Activity: The exact lines from the start of the material below through the line holding "box: [647, 202, 742, 279]" are the answer; return those, pictures excluded.
####################
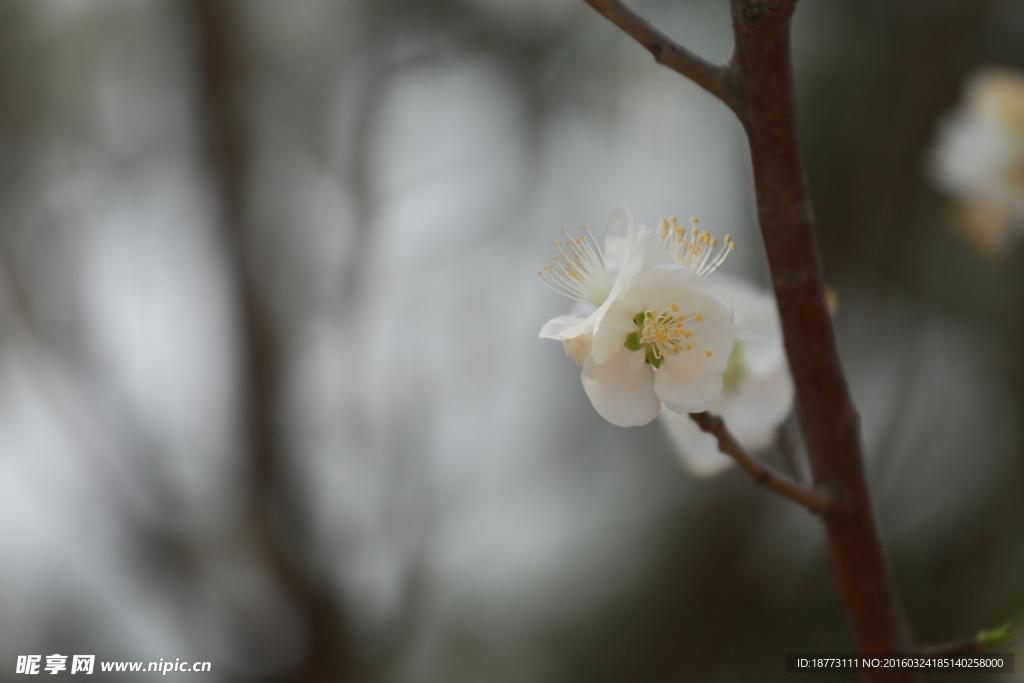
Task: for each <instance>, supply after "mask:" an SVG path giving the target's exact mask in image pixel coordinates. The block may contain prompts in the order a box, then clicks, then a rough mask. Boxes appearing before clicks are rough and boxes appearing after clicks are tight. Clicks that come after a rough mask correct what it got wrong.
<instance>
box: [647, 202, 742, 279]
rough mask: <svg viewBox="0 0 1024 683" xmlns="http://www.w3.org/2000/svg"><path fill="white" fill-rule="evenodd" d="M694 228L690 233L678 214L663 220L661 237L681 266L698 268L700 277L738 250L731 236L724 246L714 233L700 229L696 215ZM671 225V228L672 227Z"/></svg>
mask: <svg viewBox="0 0 1024 683" xmlns="http://www.w3.org/2000/svg"><path fill="white" fill-rule="evenodd" d="M690 223H691V224H692V227H691V228H690V230H689V232H688V233H687V231H686V230H685V229H683V228H682V227H680V225H679V224H678V221H677V219H676V218H675V217H673V218H671V219H669V220H667V219H665V218H663V219H662V222H660V226H662V232H660V237H662V240H663V241H664V242H665V246H666V248H667V249H668V250H669V253H670V254H672V258H673V260H674V261H675V262H676V263H678V264H679V265H685V266H687V267H689V268H692V269H693V270H695V271H696V273H697V274H698V275H700V276H701V278H707V276H708V275H710V274H711V273H713V272H715V270H717V269H718V267H719V266H721V265H722V263H724V262H725V259H726V258H727V257H728V256H729V254H730V253H731V252H732V251H734V250H735V249H736V243H734V242H733V241H732V238H731V237H730V236H728V234H727V236H725V240H724V241H723V243H722V244H721V245H719V241H718V239H716V238H713V237H712V234H711V232H709V231H707V230H705V231H702V232H701V231H700V230H699V229H697V218H696V217H695V216H694V217H693V218H690ZM670 225H671V228H672V229H669V226H670Z"/></svg>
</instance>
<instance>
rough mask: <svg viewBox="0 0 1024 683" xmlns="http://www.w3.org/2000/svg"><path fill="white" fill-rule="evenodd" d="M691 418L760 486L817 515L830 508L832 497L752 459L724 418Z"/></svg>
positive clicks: (692, 414) (822, 514)
mask: <svg viewBox="0 0 1024 683" xmlns="http://www.w3.org/2000/svg"><path fill="white" fill-rule="evenodd" d="M690 419H692V420H693V422H695V423H697V426H698V427H700V429H702V430H705V431H706V432H708V433H709V434H711V435H712V436H714V437H715V438H717V439H718V447H719V450H720V451H721V452H722V453H724V454H725V455H727V456H729V457H730V458H732V459H733V460H735V461H736V463H737V464H738V465H739V466H740V467H742V468H743V469H744V470H745V471H746V473H748V474H750V475H751V476H752V477H753V478H754V480H755V481H757V482H758V483H759V484H761V485H762V486H764V487H766V488H770V489H772V490H774V492H775V493H777V494H781V495H782V496H785V497H786V498H788V499H790V500H792V501H795V502H797V503H799V504H800V505H802V506H804V507H805V508H807V509H808V510H810V511H811V512H813V513H815V514H819V515H823V514H825V513H826V512H828V510H829V508H830V507H831V500H830V499H829V498H827V497H826V496H822V495H821V494H820V493H818V492H816V490H811V489H810V488H805V487H804V486H802V485H800V484H799V483H797V482H796V481H794V480H792V479H790V478H788V477H786V476H785V475H783V474H781V473H780V472H776V471H775V470H773V469H771V468H770V467H768V466H767V465H765V464H764V463H762V462H761V461H759V460H757V459H756V458H754V457H753V456H751V454H749V453H746V451H745V450H744V449H743V446H741V445H740V444H739V441H737V440H736V437H735V436H733V435H732V432H730V431H729V428H728V427H726V426H725V422H724V421H723V420H722V418H720V417H718V416H717V415H712V414H711V413H691V414H690Z"/></svg>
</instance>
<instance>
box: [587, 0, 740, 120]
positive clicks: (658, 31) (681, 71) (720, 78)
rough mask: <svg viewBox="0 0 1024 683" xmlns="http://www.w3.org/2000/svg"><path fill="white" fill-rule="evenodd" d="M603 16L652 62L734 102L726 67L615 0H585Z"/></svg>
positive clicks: (713, 93)
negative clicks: (653, 55)
mask: <svg viewBox="0 0 1024 683" xmlns="http://www.w3.org/2000/svg"><path fill="white" fill-rule="evenodd" d="M584 2H586V3H587V4H588V5H590V6H591V7H593V8H594V9H596V10H597V11H598V12H599V13H600V14H601V15H602V16H604V17H605V18H607V19H608V20H610V22H611V23H612V24H614V25H615V26H617V27H618V28H620V29H622V30H623V31H625V32H626V33H627V34H629V35H630V36H631V37H632V38H633V39H634V40H636V41H637V42H638V43H640V44H641V45H643V46H644V47H645V48H647V51H648V52H650V53H651V54H652V55H654V61H656V62H657V63H659V65H664V66H666V67H668V68H669V69H671V70H673V71H675V72H678V73H680V74H682V75H683V76H685V77H686V78H688V79H690V80H691V81H693V82H694V83H696V84H697V85H699V86H700V87H701V88H703V89H705V90H707V91H708V92H710V93H712V94H713V95H715V96H716V97H718V98H719V99H721V100H722V101H723V102H725V104H727V105H728V106H730V108H732V109H735V106H734V105H733V104H734V103H735V101H736V96H735V93H734V92H733V89H732V86H731V84H730V82H729V80H728V78H727V72H726V70H725V68H723V67H719V66H716V65H713V63H712V62H710V61H708V60H707V59H705V58H702V57H700V56H698V55H696V54H694V53H693V52H690V51H689V50H687V49H686V48H685V47H683V46H682V45H680V44H679V43H677V42H676V41H674V40H672V39H671V38H669V37H668V36H666V35H665V34H664V33H662V32H660V31H658V30H657V29H655V28H654V27H653V26H651V25H650V23H649V22H647V19H645V18H643V17H642V16H640V15H639V14H637V13H636V12H634V11H633V10H632V9H630V8H629V7H627V6H626V5H624V4H623V3H622V2H620V1H618V0H584Z"/></svg>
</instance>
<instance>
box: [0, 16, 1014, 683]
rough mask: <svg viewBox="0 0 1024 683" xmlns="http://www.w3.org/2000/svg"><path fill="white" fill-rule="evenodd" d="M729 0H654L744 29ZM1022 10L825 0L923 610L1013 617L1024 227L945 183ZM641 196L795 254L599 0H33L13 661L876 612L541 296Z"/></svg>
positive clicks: (672, 663) (697, 658)
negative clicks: (978, 101) (603, 388)
mask: <svg viewBox="0 0 1024 683" xmlns="http://www.w3.org/2000/svg"><path fill="white" fill-rule="evenodd" d="M727 4H728V3H726V2H724V0H686V1H682V0H672V1H670V0H638V1H637V2H636V3H635V4H634V6H635V7H636V8H637V9H638V10H639V11H641V12H643V13H644V14H645V15H646V16H648V17H649V18H650V19H651V20H652V22H653V23H654V24H655V25H657V26H658V27H660V28H662V29H663V30H665V31H666V32H668V33H669V34H670V35H672V36H674V37H676V38H678V39H679V40H680V41H681V42H683V43H684V44H685V45H687V46H688V47H690V48H691V49H694V50H695V51H697V52H699V53H700V54H702V55H705V56H706V57H708V58H710V59H712V60H724V59H726V58H727V57H728V55H729V53H730V51H731V35H730V28H729V17H728V7H727ZM1022 31H1024V5H1021V3H1015V2H1012V1H1011V0H1002V1H998V2H995V1H986V0H941V1H938V2H936V1H931V2H925V1H923V0H867V1H864V2H859V3H850V2H845V1H843V0H804V2H802V3H801V5H800V7H799V8H798V13H797V20H796V24H795V35H794V41H795V59H796V65H795V70H796V77H797V81H798V86H799V106H800V118H801V125H802V134H803V138H804V141H805V144H806V148H805V158H806V161H807V165H808V174H809V176H810V184H811V190H812V196H813V199H814V202H815V210H816V213H817V217H818V220H819V228H820V239H821V247H822V251H823V255H824V264H825V270H826V276H827V279H828V281H829V282H830V283H831V284H833V287H834V288H835V289H836V291H837V293H838V295H839V299H840V301H841V308H840V311H839V313H838V316H837V326H838V334H839V339H840V344H841V347H842V351H843V354H844V361H845V364H846V367H847V370H848V373H849V378H850V382H851V386H852V390H853V392H854V396H855V399H856V401H857V404H858V408H859V410H860V412H861V415H862V418H863V426H864V440H865V443H866V446H867V454H868V459H869V464H868V466H869V476H870V480H871V484H872V489H873V492H874V496H876V502H877V504H878V508H879V515H880V518H881V525H882V529H883V533H884V536H885V538H886V542H887V546H888V549H889V552H890V554H891V557H892V559H893V561H894V565H895V571H896V574H897V581H898V584H899V587H900V590H901V592H902V596H903V599H904V603H905V608H906V611H907V613H908V617H909V621H910V624H911V626H912V628H913V630H914V632H915V635H916V636H918V638H919V639H920V640H921V641H922V642H931V643H937V642H944V641H948V640H953V639H961V638H967V637H971V636H972V635H973V634H975V633H976V632H977V631H978V630H980V629H983V628H993V627H996V626H999V625H1001V624H1004V623H1006V622H1009V621H1015V622H1016V623H1018V624H1021V623H1022V622H1024V579H1022V577H1024V495H1022V494H1024V473H1022V467H1021V465H1022V464H1024V452H1022V443H1021V436H1022V434H1021V425H1022V424H1024V423H1022V417H1024V405H1022V402H1021V398H1022V389H1024V382H1022V380H1024V316H1022V315H1021V313H1020V311H1021V309H1022V306H1024V267H1022V265H1024V247H1020V248H1018V249H1017V250H1015V251H1010V252H1008V253H1006V254H1004V255H1002V256H1001V257H1000V258H997V259H988V260H985V259H979V258H977V257H976V256H975V254H974V253H973V252H971V251H970V250H968V249H967V248H966V247H965V246H964V244H963V243H962V242H961V241H959V240H958V239H957V237H956V236H955V234H954V233H953V232H952V231H951V230H950V229H949V215H950V207H949V205H948V202H947V200H946V199H944V198H943V197H942V196H940V195H939V194H938V193H937V191H936V190H934V189H933V188H932V187H931V186H930V184H929V182H928V177H929V171H928V161H929V158H930V156H929V155H930V153H929V148H930V145H931V143H932V140H933V138H934V135H935V129H936V125H937V123H938V122H939V121H940V120H941V118H942V116H943V115H944V113H945V112H946V111H947V110H948V109H949V108H950V106H952V105H953V103H954V102H955V101H956V100H957V98H958V97H959V93H961V88H962V84H963V81H964V77H965V75H966V74H968V73H969V72H970V71H971V70H972V69H974V68H976V67H978V66H981V65H990V63H995V65H1004V66H1010V67H1024V42H1022V41H1021V40H1020V35H1021V32H1022ZM620 204H626V205H628V206H629V207H630V208H631V209H632V210H633V213H634V215H635V216H636V217H637V219H638V220H640V221H643V222H646V223H647V224H648V225H651V224H656V222H657V220H658V218H660V217H662V216H672V215H679V216H680V217H681V218H684V217H688V216H690V215H698V216H700V218H701V224H702V225H706V226H707V227H709V228H710V229H714V230H716V231H718V233H719V234H721V233H723V232H727V231H728V232H731V233H732V234H733V236H734V238H735V240H736V241H737V242H738V243H739V250H738V251H737V253H736V255H735V257H734V258H732V259H730V260H729V262H728V263H727V264H726V266H725V268H724V269H723V270H724V271H725V272H728V273H730V274H734V275H741V276H744V278H748V279H750V280H754V281H756V282H760V283H762V284H766V283H767V268H766V263H765V259H764V254H763V250H762V247H761V245H760V242H759V238H758V236H757V232H756V225H755V214H754V203H753V187H752V181H751V173H750V168H749V161H748V158H746V151H745V141H744V139H743V137H742V131H741V129H740V128H739V126H738V124H737V123H736V121H735V120H734V118H733V117H732V115H731V114H730V113H729V112H728V111H727V110H726V109H725V108H724V106H723V105H721V104H719V103H718V102H717V101H716V100H714V99H713V98H712V97H711V96H710V95H708V94H706V93H705V92H703V91H701V90H699V89H698V88H696V87H695V86H693V85H691V84H690V83H688V82H686V81H684V80H683V79H682V78H681V77H679V76H677V75H675V74H674V73H671V72H669V71H668V70H665V69H663V68H659V67H657V66H655V65H654V63H653V61H652V60H651V58H650V56H649V55H648V54H647V53H646V52H645V51H644V50H642V49H641V48H640V47H639V46H637V45H636V44H634V43H633V42H632V41H631V40H629V39H628V38H627V37H626V36H624V35H623V34H621V33H618V32H617V31H616V30H615V29H613V28H612V27H611V26H610V25H609V24H608V23H607V22H606V20H604V19H603V18H601V17H600V16H598V15H597V14H596V13H595V12H594V11H593V10H591V9H590V8H589V7H587V6H586V5H585V4H584V3H583V2H581V1H579V0H432V1H431V2H422V1H418V0H291V1H289V2H283V1H282V0H241V1H238V2H230V1H227V0H191V1H187V0H146V1H144V2H142V1H138V0H134V1H130V0H20V1H18V0H0V511H2V512H0V549H2V550H0V661H2V663H3V666H2V667H0V680H11V679H13V678H15V675H14V673H13V672H14V661H15V658H16V656H17V655H18V654H42V655H44V661H45V655H47V654H51V653H54V652H58V653H67V654H73V653H82V654H89V653H92V654H95V655H96V658H97V660H117V659H126V660H156V659H158V658H160V657H163V658H164V659H165V660H166V659H175V658H180V659H182V660H208V661H211V663H212V673H210V674H203V675H202V677H203V680H223V681H243V680H245V681H271V680H272V681H338V682H341V683H377V682H381V683H383V682H388V683H390V682H395V683H407V682H408V683H414V682H415V683H419V682H424V683H526V682H529V683H549V682H550V683H572V682H575V681H580V682H584V681H586V682H588V683H600V682H621V681H630V682H638V683H646V682H651V683H654V682H663V681H665V682H668V681H684V680H685V681H691V680H692V681H741V680H759V681H760V680H764V681H771V680H779V681H781V680H788V679H787V675H786V674H785V673H784V671H785V658H784V656H785V653H786V652H791V651H850V650H851V649H852V643H851V639H850V636H849V634H848V631H847V627H846V624H845V622H844V618H843V614H842V612H841V607H840V604H839V600H838V596H837V594H836V591H835V586H834V583H833V579H831V574H830V571H829V567H828V565H827V561H826V549H825V547H824V546H823V540H822V535H821V531H820V529H819V528H818V524H817V522H816V520H815V519H813V518H812V517H811V516H810V515H808V514H807V513H806V512H804V511H803V510H802V509H799V508H797V507H796V506H795V505H793V504H792V503H790V502H787V501H785V500H782V499H779V498H777V497H774V496H773V495H771V494H769V493H767V492H765V490H763V489H761V488H760V487H758V486H757V485H756V484H754V483H753V482H752V481H751V480H750V479H749V478H748V477H746V476H745V475H744V474H742V473H741V472H737V471H735V470H732V471H728V472H726V473H724V474H722V475H721V476H718V477H715V478H712V479H703V480H701V479H694V478H692V477H691V476H689V475H688V474H686V473H685V472H684V471H683V470H682V469H681V468H680V466H679V463H678V461H677V458H676V456H675V454H674V453H673V452H672V449H671V446H670V444H669V441H668V438H667V437H666V435H665V434H664V433H663V432H662V430H660V427H659V426H658V425H657V424H653V425H650V426H648V427H645V428H639V429H620V428H616V427H613V426H611V425H610V424H607V423H605V422H604V421H603V420H602V419H601V418H599V417H598V416H597V414H596V413H595V412H594V411H593V409H592V408H591V405H590V403H589V401H588V399H587V397H586V395H585V393H584V392H583V390H582V387H581V385H580V380H579V369H578V368H577V367H575V366H574V365H573V364H572V362H571V361H570V360H569V359H568V358H566V357H565V354H564V352H563V350H562V348H561V347H560V345H559V344H556V343H552V342H550V341H545V340H539V339H538V338H537V333H538V331H539V330H540V328H541V326H542V325H543V324H544V322H545V321H547V319H548V318H549V317H551V316H553V315H556V314H559V313H562V312H565V310H566V309H567V306H566V302H565V301H564V300H562V299H560V298H559V297H557V296H555V295H554V294H552V293H551V292H550V291H548V290H547V289H545V288H544V287H543V286H542V285H541V283H540V282H539V281H538V278H537V275H536V274H535V273H536V271H537V270H538V269H539V268H540V266H542V265H543V264H545V263H546V262H548V259H549V258H550V256H551V255H552V253H553V251H552V246H551V243H552V242H553V241H554V240H557V239H559V234H560V232H559V231H560V230H561V228H563V227H567V228H569V229H571V230H573V231H575V230H578V229H579V228H580V227H581V226H582V225H584V224H590V225H592V226H594V228H595V231H596V232H597V233H598V234H601V231H602V229H603V226H604V222H605V220H606V218H607V215H608V213H609V212H610V211H611V209H612V208H614V207H615V206H617V205H620ZM766 458H768V459H769V460H773V461H774V459H775V458H776V456H775V454H773V453H771V452H769V453H768V454H767V455H766ZM1000 649H1001V650H1002V651H1013V650H1016V651H1017V652H1018V653H1020V652H1024V646H1022V645H1021V644H1020V643H1019V642H1014V643H1011V644H1009V645H1006V646H1002V647H1001V648H1000ZM97 669H98V668H97ZM1021 669H1022V667H1021V665H1020V664H1018V671H1021ZM63 675H68V674H67V673H66V674H63ZM94 676H96V677H97V679H102V680H105V679H119V678H123V677H125V676H132V675H131V674H127V675H126V674H101V673H99V672H98V670H97V672H96V673H95V674H94ZM196 676H197V675H196V674H179V675H173V674H172V675H171V677H172V678H182V679H184V678H189V677H193V678H195V677H196ZM1015 676H1016V679H1017V680H1022V681H1024V674H1016V675H1015ZM996 679H997V680H1000V681H1005V680H1014V677H1013V676H1007V675H995V676H993V680H996ZM816 680H823V681H826V680H837V681H843V680H857V677H856V675H854V674H845V675H840V674H837V675H835V676H834V677H831V678H829V677H826V676H820V677H818V678H817V679H816ZM943 680H946V679H943ZM970 680H982V678H981V677H980V676H978V675H976V676H975V677H974V678H971V679H970Z"/></svg>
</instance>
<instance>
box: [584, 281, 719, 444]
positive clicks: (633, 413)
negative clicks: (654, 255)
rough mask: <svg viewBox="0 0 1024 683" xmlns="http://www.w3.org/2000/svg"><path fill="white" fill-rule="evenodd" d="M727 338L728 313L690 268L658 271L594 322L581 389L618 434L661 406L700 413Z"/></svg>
mask: <svg viewBox="0 0 1024 683" xmlns="http://www.w3.org/2000/svg"><path fill="white" fill-rule="evenodd" d="M733 339H734V332H733V328H732V321H731V319H730V317H729V313H728V311H727V310H726V308H725V307H724V306H723V305H722V303H721V302H720V301H719V300H718V299H717V298H716V297H715V296H713V295H712V294H711V292H709V291H708V288H707V286H706V285H705V282H703V280H702V279H701V278H700V275H698V274H697V272H696V271H695V270H694V269H692V268H689V267H686V266H681V265H657V266H654V267H652V268H650V269H648V270H645V271H643V272H642V273H640V275H638V276H637V278H636V280H634V281H633V282H632V283H631V284H630V285H629V286H628V287H626V288H625V289H624V290H623V291H622V293H621V294H620V295H618V296H616V297H615V298H614V299H613V300H612V301H611V304H610V305H609V306H608V309H607V311H606V312H605V314H604V315H603V316H602V317H601V319H600V321H599V322H598V325H597V327H596V329H595V330H594V338H593V345H592V347H591V352H590V354H589V355H588V356H586V358H585V360H584V365H583V386H584V389H585V390H586V391H587V395H588V396H589V397H590V400H591V402H592V403H593V404H594V408H595V409H596V410H597V412H598V413H599V414H600V415H601V417H603V418H604V419H605V420H607V421H608V422H610V423H612V424H614V425H618V426H620V427H633V426H640V425H645V424H647V423H649V422H651V421H652V420H654V418H656V417H657V415H658V413H660V411H662V403H665V405H666V407H667V408H668V409H669V410H671V411H675V412H678V413H697V412H700V411H705V410H708V408H709V407H710V405H711V404H712V403H714V402H715V400H716V399H717V398H718V396H719V394H720V393H721V392H722V374H723V373H724V372H725V368H726V364H727V362H728V358H729V352H730V351H731V350H732V344H733Z"/></svg>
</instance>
####################
Solution to the problem:
Task: for each <instance>, supply after "mask:" an SVG path giving the target's exact mask in image pixel coordinates. The block may contain prompts in the order a box, then clicks, then a rough mask. Boxes appearing before clicks are rough and boxes appearing after clicks are tight. Clicks that come after a rough mask correct what it got wrong.
<instance>
box: [647, 202, 742, 279]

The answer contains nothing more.